The response should be an exact copy of the records, with the pictures removed.
Records to use Start Marker
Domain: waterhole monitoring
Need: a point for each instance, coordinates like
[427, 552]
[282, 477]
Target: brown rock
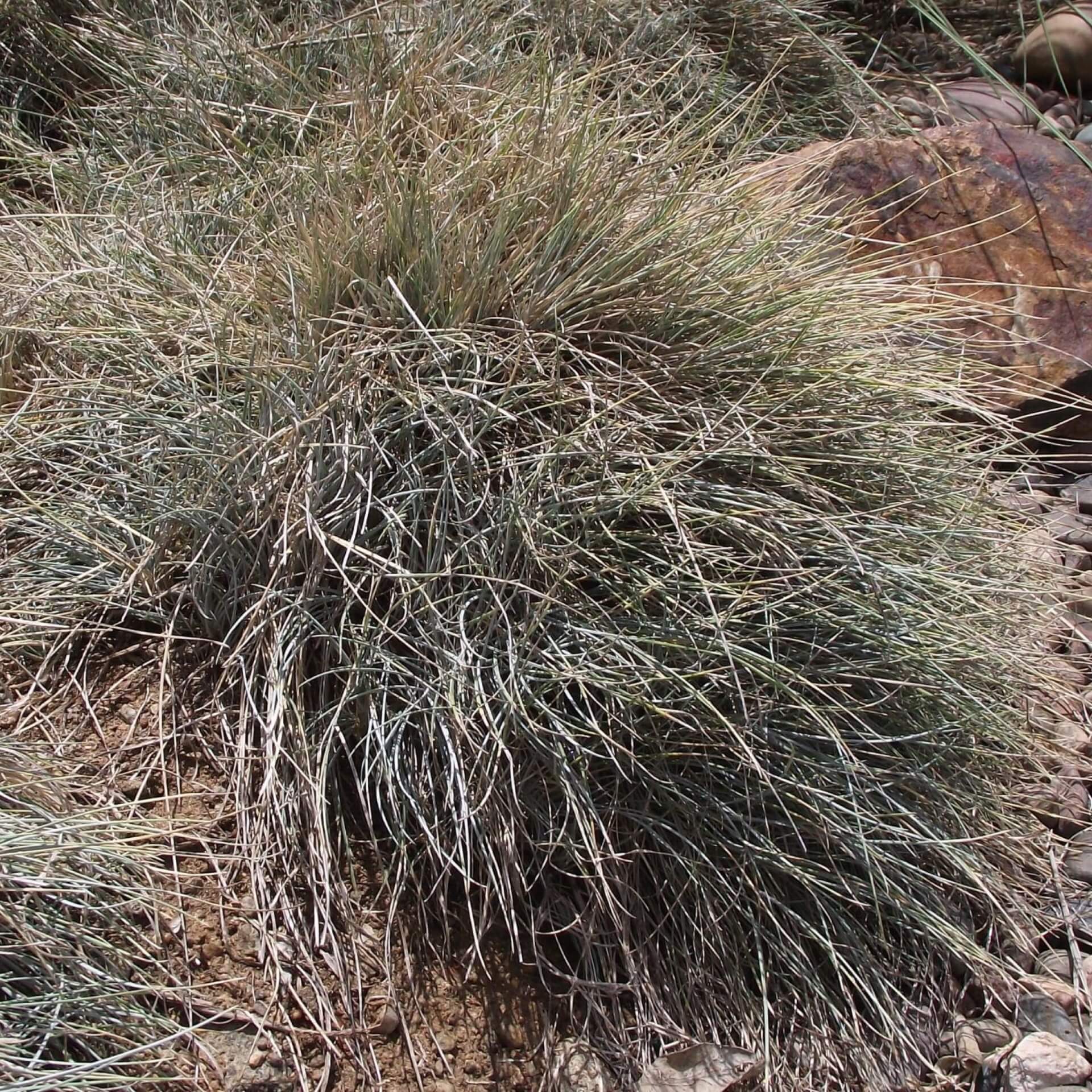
[1062, 804]
[1078, 860]
[1060, 48]
[1041, 1060]
[1064, 993]
[980, 100]
[998, 217]
[1055, 963]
Records to use End Marker
> [Answer to this task]
Domain: waterhole monitoring
Need: a point for each instance, coordinates like
[427, 552]
[282, 477]
Target: brown rock
[1062, 804]
[1078, 860]
[1060, 48]
[1041, 1060]
[1064, 993]
[980, 100]
[998, 217]
[1055, 963]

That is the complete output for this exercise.